** WHAT THE EXERCISE ASKS **
Retype the records below exactly as they appear.

------------------------

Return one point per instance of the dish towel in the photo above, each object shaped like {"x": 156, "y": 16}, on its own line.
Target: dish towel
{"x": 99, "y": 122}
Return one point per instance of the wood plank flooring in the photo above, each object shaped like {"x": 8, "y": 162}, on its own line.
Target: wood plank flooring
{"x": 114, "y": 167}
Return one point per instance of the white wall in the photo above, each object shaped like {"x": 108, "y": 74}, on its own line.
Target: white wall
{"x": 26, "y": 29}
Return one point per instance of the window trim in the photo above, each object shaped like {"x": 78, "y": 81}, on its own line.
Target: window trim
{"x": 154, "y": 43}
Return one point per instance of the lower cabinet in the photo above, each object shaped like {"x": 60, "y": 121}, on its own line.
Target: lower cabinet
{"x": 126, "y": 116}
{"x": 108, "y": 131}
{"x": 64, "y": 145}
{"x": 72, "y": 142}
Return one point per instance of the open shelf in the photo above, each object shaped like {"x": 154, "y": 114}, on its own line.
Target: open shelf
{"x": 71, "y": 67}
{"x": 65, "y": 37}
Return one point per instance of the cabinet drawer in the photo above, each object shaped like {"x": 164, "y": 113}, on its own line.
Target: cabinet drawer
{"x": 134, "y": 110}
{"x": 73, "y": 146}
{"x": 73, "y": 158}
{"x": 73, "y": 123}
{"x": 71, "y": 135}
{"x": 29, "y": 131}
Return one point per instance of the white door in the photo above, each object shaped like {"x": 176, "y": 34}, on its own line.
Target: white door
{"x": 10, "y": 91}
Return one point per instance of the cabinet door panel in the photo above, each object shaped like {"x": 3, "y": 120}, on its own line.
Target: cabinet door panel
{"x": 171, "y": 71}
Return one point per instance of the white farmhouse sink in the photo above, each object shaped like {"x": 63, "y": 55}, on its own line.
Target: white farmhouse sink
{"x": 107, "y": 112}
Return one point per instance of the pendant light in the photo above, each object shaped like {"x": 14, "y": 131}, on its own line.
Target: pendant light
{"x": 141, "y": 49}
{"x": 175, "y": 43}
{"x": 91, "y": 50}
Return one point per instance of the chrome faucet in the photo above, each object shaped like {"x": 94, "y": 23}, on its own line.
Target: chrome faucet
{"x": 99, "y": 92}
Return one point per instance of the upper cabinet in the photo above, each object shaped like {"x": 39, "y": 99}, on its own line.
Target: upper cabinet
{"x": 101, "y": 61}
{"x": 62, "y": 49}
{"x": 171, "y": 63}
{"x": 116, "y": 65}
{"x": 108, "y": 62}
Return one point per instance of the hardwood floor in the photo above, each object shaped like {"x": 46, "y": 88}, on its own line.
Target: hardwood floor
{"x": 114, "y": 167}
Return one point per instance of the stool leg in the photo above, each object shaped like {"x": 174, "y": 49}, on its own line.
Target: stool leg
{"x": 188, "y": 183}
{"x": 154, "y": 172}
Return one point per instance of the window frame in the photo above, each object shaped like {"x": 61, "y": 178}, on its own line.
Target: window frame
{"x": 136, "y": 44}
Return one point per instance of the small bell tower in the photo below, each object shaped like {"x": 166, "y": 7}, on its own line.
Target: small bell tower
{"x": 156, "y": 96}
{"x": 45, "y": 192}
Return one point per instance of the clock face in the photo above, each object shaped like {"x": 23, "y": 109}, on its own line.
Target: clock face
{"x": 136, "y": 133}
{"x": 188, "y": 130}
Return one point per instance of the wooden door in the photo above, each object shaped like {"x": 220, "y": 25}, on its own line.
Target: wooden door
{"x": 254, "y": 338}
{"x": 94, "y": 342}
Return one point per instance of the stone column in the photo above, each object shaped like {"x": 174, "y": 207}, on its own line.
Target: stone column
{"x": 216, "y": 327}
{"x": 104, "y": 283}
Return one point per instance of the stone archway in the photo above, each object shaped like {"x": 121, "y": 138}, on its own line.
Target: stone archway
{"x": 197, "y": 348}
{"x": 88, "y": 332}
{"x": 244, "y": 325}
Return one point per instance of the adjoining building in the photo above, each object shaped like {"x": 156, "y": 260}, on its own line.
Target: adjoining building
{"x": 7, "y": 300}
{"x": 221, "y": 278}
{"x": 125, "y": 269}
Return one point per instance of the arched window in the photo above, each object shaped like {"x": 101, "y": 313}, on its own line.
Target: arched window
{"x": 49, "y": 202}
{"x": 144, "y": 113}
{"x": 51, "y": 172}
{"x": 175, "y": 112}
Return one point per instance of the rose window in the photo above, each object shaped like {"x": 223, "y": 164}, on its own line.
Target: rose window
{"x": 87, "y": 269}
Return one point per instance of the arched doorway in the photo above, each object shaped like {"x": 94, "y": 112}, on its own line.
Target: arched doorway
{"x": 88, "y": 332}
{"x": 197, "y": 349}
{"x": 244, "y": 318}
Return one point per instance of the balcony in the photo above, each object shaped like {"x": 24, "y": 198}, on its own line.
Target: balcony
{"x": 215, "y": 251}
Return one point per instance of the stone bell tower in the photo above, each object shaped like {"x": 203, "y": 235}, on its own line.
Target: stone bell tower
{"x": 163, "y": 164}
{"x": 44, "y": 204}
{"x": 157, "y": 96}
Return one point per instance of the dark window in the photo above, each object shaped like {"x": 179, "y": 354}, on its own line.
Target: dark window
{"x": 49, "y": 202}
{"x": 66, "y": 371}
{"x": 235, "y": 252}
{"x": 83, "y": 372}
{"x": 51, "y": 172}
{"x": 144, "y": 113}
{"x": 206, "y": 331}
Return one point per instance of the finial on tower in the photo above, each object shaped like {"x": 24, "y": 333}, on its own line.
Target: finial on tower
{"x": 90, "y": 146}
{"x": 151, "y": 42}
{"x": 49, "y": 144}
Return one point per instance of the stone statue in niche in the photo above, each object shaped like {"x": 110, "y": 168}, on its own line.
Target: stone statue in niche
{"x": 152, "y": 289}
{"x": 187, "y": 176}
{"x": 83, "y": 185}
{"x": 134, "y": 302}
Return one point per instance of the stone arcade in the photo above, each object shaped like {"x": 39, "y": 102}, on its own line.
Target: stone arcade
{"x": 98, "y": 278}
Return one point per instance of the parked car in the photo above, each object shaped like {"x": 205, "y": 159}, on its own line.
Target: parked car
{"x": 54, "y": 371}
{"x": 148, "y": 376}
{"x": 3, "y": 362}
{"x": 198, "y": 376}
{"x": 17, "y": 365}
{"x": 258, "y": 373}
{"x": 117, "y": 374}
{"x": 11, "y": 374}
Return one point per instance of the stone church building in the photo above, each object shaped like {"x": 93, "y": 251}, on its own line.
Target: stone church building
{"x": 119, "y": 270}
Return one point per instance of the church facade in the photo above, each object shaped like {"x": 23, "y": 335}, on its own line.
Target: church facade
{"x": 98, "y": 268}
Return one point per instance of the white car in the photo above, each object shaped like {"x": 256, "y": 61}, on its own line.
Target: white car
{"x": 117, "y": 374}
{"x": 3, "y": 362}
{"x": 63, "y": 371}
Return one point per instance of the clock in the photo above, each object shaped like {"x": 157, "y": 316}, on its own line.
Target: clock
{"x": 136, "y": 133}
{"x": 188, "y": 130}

------------------------

** FULL OUTPUT **
Return one point per instance of the dish towel in the photo above, each object shaped like {"x": 156, "y": 16}, on its own line.
Target: dish towel
{"x": 99, "y": 122}
Return one point per instance of the wood plank flooring in the photo above, each object shaped like {"x": 8, "y": 162}, on its own line.
Target: wood plank flooring
{"x": 114, "y": 167}
Return one point per instance of the white wall in the photo above, each object shaped like {"x": 108, "y": 74}, on its own line.
Target: white wall
{"x": 26, "y": 29}
Return one point per instance of the window trim in the photo above, each object shaped like {"x": 78, "y": 81}, on its own line.
Target: window trim
{"x": 154, "y": 43}
Return one point per instance of the lower cabinet in the photo above, each object shaped like {"x": 60, "y": 121}, on its own line.
Target: lower cabinet
{"x": 126, "y": 116}
{"x": 108, "y": 131}
{"x": 64, "y": 145}
{"x": 72, "y": 142}
Return one point per instance of the open shelf in the photo above, each object shaped like {"x": 154, "y": 114}, on its own line.
Target: open shelf
{"x": 71, "y": 67}
{"x": 65, "y": 37}
Return one point per instance of the cabinet drawer in the photo above, each object shaped like {"x": 164, "y": 113}, on its own line.
Target: cabinet drawer
{"x": 134, "y": 110}
{"x": 73, "y": 146}
{"x": 73, "y": 158}
{"x": 73, "y": 123}
{"x": 71, "y": 135}
{"x": 29, "y": 131}
Return one point per instance of the white door in the photo above, each object shaped like {"x": 176, "y": 34}, on its own line.
Target: white door
{"x": 10, "y": 91}
Return one point per instance of the cabinet door panel in the photo above, each object shaped like {"x": 3, "y": 120}, on its own line.
Target: cabinet door panel
{"x": 171, "y": 71}
Return one point per instance of the white farmhouse sink in the photo above, each object shaped like {"x": 63, "y": 55}, on its own line.
Target: white farmhouse sink
{"x": 107, "y": 112}
Return one point per instance of the pendant light in the photo above, each object shaped like {"x": 14, "y": 131}, on its own line.
Target: pendant light
{"x": 141, "y": 49}
{"x": 175, "y": 43}
{"x": 91, "y": 50}
Return one point per instance of the chrome faucet in the photo above, each object shaped like {"x": 94, "y": 23}, on its own line.
Target: chrome faucet
{"x": 99, "y": 92}
Return one point per instance of the upper cabinet in the photo above, each object shaped like {"x": 39, "y": 99}, on its own line.
Target: upper cabinet
{"x": 101, "y": 61}
{"x": 62, "y": 49}
{"x": 171, "y": 63}
{"x": 116, "y": 65}
{"x": 108, "y": 62}
Return one point per instance of the hardwood floor in the photo above, each object shaped like {"x": 46, "y": 88}, on its own line.
Target: hardwood floor
{"x": 114, "y": 167}
Return one point per instance of the stool leg in the photo above, each object shaped like {"x": 174, "y": 49}, on its own line.
Target: stool leg
{"x": 188, "y": 183}
{"x": 154, "y": 172}
Return one point per instance of the window frame in the photo above, each object shaped like {"x": 61, "y": 178}, on its own line.
Target: window frame
{"x": 136, "y": 44}
Return one point per instance of the small bell tower in the photo below, each object shaped like {"x": 166, "y": 7}, on its own line.
Target: small bell tower
{"x": 156, "y": 96}
{"x": 45, "y": 192}
Return one point per instance of the clock face in the photo above, each object shaped like {"x": 23, "y": 109}, on its own line.
Target: clock face
{"x": 136, "y": 133}
{"x": 188, "y": 130}
Return one point per instance of the wooden door in the photo above, each object shaped like {"x": 220, "y": 25}, on its own line.
Target: wooden door
{"x": 254, "y": 338}
{"x": 94, "y": 342}
Return one point per instance of the stone column in the photo above, each object shaped like {"x": 174, "y": 207}, on its own line.
Target: stone column
{"x": 216, "y": 327}
{"x": 104, "y": 283}
Return one point per instance of the stone archway in the photo above, each object shaped like {"x": 121, "y": 138}, on its own line.
Target: stone archway
{"x": 197, "y": 348}
{"x": 88, "y": 332}
{"x": 244, "y": 325}
Return one point per instance of the adjoining building in the photo above, each object shaped like {"x": 156, "y": 260}, on its own line.
Target: adjoining building
{"x": 7, "y": 300}
{"x": 221, "y": 278}
{"x": 125, "y": 269}
Return one point per instance of the arched window in the photo above, each object shaped like {"x": 101, "y": 313}, on its own line.
Target: arched window
{"x": 49, "y": 202}
{"x": 144, "y": 113}
{"x": 51, "y": 172}
{"x": 175, "y": 112}
Return one point per instance of the rose window in the photo above, each object shaped like {"x": 223, "y": 164}, on its own line.
Target: rose window
{"x": 87, "y": 269}
Return one point per instance of the arched doorway in the photo above, each object shaped like {"x": 94, "y": 112}, on its own line.
Target: arched doorway
{"x": 88, "y": 332}
{"x": 197, "y": 349}
{"x": 244, "y": 318}
Return one point per instance of the balcony in the photo above, each object shaped like {"x": 24, "y": 198}, on its own line.
Target: balcony
{"x": 215, "y": 251}
Return one point per instance of the stone bell tower in the photo above, each object shaped like {"x": 203, "y": 235}, on its own line.
Target: stone bell tower
{"x": 163, "y": 164}
{"x": 44, "y": 204}
{"x": 157, "y": 96}
Return one point per instance of the dark window in the photo above, each object shaped like {"x": 179, "y": 354}, on its own line.
Target: dark window
{"x": 49, "y": 202}
{"x": 66, "y": 371}
{"x": 235, "y": 252}
{"x": 83, "y": 372}
{"x": 51, "y": 172}
{"x": 144, "y": 113}
{"x": 206, "y": 331}
Return one point per instance of the finial on tower in the photo above, each object shaped like {"x": 24, "y": 333}, on its own line.
Target: finial on tower
{"x": 90, "y": 146}
{"x": 151, "y": 42}
{"x": 49, "y": 144}
Return one point per instance of the stone statue in niche in the photo above, each object shaped like {"x": 110, "y": 168}, on its own line.
Target: stone statue in niche
{"x": 152, "y": 289}
{"x": 187, "y": 176}
{"x": 83, "y": 185}
{"x": 134, "y": 302}
Return one point per instance of the stone arcade in the photo above, each object shaped like {"x": 39, "y": 102}, on its own line.
Target: stone arcade
{"x": 98, "y": 278}
Return one point per instance of the parked car in the photo above, each object shaped like {"x": 205, "y": 159}, on its own line.
Target: parked car
{"x": 54, "y": 371}
{"x": 148, "y": 376}
{"x": 3, "y": 362}
{"x": 198, "y": 376}
{"x": 17, "y": 365}
{"x": 258, "y": 373}
{"x": 117, "y": 374}
{"x": 11, "y": 374}
Return one point per instance of the stone church building in the photo above, each object shaped like {"x": 93, "y": 251}, on its own line.
Target: stone church building
{"x": 119, "y": 270}
Return one point per instance of the church facade in the photo above, each object shaped like {"x": 23, "y": 335}, on its own line.
Target: church facade
{"x": 98, "y": 268}
Return one point per instance of the white car in the photo above, each object shaped like {"x": 256, "y": 61}, on its own line.
Target: white car
{"x": 117, "y": 374}
{"x": 3, "y": 362}
{"x": 63, "y": 371}
Return one point per instance of the clock in the photo above, each object shaped like {"x": 157, "y": 316}, on its own line.
Target: clock
{"x": 136, "y": 133}
{"x": 188, "y": 130}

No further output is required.